Requisitos:
1. Em que ano foi inaugurada a igreja do Imaculado Coração de Maria, segundo o texto sobre Fernanda Young?
2. Copie do texto sobre Fernanda Young o trecho que começa nas palavras "Pois é, galera: além" e termina depois de "pegou de jeito.".

====== Texto ======

Tony Goes

Fernanda Young, a maluca de Deus

Em sua missa de sétimo dia, escritora me fez voltar a comungar

Fernanda Young posa para o renomado fotógrafo Bob Wolfenson
Fernanda Young posa para o renomado fotógrafo Bob Wolfenson - Bob Wolfenson
  • Salvar artigos

    Recurso exclusivo para assinantes

    assine ou faça login

A igreja do Imaculado Coração de Maria fica na rua Jaguaribe, em São Paulo, na fronteira entre os bairros de Higienópolis e Santa Cecília. Um templo antigo, inaugurado em 1899 e que, na manhã deste sábado (31) lotou para um evento inusitado: a missa de sétimo dia de Fernanda Young

Famosos de diversas áreas, amigos de várias épocas e maluquetes em geral foram abraçar a família e rezar pela escritora. Tinha uma trans belíssima, um sujeito usando vestido e um outro com uma tiara de orelhinhas na cabeça. Quase o coquetel de abertura de um vernissage punk em uma galeria alternativa. 

Mas era missa mesmo. Celebrada por um padre moderno que ressaltou que Fernanda e o marido, o também roteirista Alexandre Machado, ajudaram muito na restauração da igreja centenária, pertinho da casa deles. 

Pois é, galera: além de tudo, Fernanda Young era católica. Uma maluca de Deus, e não há nada de contraditório nisso. Católico quer dizer universal; universal quer dizer para todo mundo. Mas há setores fortes no Vaticano que fingem não saber disso, e ainda pregam a exclusão. 



O discurso do padre sobre Fernanda me levou às lágrimas. Não sei o que me deu. Conhecia Fernanda há mais de 20 anos, mas nunca fomos próximos. Não a encontrava pessoalmente há mais de dois anos. Vi quase todas as suas séries, mas li só dois de seus livros. No entanto, sua morte me pegou de jeito.

====== Dados brutos ======

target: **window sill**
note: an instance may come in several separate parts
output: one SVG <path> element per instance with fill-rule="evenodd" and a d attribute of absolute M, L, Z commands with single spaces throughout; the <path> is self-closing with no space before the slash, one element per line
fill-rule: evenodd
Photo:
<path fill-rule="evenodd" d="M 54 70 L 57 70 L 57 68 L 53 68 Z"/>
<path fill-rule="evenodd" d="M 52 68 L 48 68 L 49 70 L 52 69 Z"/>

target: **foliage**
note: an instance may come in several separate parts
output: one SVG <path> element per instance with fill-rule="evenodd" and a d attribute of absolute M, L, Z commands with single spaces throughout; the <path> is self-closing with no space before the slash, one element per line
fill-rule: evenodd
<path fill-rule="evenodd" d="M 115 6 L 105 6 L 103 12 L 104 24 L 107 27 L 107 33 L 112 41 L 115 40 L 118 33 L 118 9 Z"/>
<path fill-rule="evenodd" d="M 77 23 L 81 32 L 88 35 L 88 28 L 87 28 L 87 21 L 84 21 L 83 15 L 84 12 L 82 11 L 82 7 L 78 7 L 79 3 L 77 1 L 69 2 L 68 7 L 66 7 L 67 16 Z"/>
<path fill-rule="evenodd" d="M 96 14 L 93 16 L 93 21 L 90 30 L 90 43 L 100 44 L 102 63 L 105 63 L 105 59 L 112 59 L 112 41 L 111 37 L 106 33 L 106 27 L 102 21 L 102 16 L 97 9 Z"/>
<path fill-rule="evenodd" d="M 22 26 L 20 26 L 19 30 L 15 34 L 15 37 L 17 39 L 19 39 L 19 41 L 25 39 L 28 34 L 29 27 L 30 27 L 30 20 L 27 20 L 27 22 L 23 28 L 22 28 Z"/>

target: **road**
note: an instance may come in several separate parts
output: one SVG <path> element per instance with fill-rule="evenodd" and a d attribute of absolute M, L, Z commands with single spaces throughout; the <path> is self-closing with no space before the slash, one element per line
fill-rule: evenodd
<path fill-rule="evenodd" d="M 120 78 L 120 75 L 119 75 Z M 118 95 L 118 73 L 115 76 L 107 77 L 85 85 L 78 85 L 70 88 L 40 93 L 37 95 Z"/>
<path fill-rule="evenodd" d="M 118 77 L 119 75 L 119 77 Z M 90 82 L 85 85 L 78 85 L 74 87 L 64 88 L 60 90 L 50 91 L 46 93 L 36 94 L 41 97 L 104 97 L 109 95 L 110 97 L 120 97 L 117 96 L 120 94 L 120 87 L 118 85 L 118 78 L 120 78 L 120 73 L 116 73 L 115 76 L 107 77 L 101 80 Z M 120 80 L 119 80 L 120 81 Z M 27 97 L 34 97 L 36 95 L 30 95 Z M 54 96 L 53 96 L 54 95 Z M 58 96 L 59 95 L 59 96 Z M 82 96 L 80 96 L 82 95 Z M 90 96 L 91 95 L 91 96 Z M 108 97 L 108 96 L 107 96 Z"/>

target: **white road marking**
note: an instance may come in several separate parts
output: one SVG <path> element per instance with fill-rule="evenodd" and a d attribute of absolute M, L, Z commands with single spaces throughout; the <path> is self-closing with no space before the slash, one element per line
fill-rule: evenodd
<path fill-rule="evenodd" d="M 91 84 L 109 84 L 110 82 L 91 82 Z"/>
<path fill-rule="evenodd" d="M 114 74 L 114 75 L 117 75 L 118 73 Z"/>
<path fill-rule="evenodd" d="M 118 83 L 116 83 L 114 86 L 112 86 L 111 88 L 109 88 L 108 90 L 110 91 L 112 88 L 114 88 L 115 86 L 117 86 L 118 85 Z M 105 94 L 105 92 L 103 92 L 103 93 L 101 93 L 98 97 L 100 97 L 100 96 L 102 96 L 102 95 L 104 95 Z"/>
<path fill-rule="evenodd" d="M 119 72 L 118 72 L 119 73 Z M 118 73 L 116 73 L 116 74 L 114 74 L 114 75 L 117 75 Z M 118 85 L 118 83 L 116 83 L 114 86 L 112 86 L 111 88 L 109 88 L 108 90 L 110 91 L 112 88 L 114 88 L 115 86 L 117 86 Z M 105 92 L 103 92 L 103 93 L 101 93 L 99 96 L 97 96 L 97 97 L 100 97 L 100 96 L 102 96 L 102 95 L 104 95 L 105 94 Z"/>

======

Respostas por tarefa:
1. Em 1899.

2.
Pois é, galera: além de tudo, Fernanda Young era católica. Uma maluca de Deus, e não há nada de contraditório nisso. Católico quer dizer universal; universal quer dizer para todo mundo. Mas há setores fortes no Vaticano que fingem não saber disso, e ainda pregam a exclusão. 



O discurso do padre sobre Fernanda me levou às lágrimas. Não sei o que me deu. Conhecia Fernanda há mais de 20 anos, mas nunca fomos próximos. Não a encontrava pessoalmente há mais de dois anos. Vi quase todas as suas séries, mas li só dois de seus livros. No entanto, sua morte me pegou de jeito.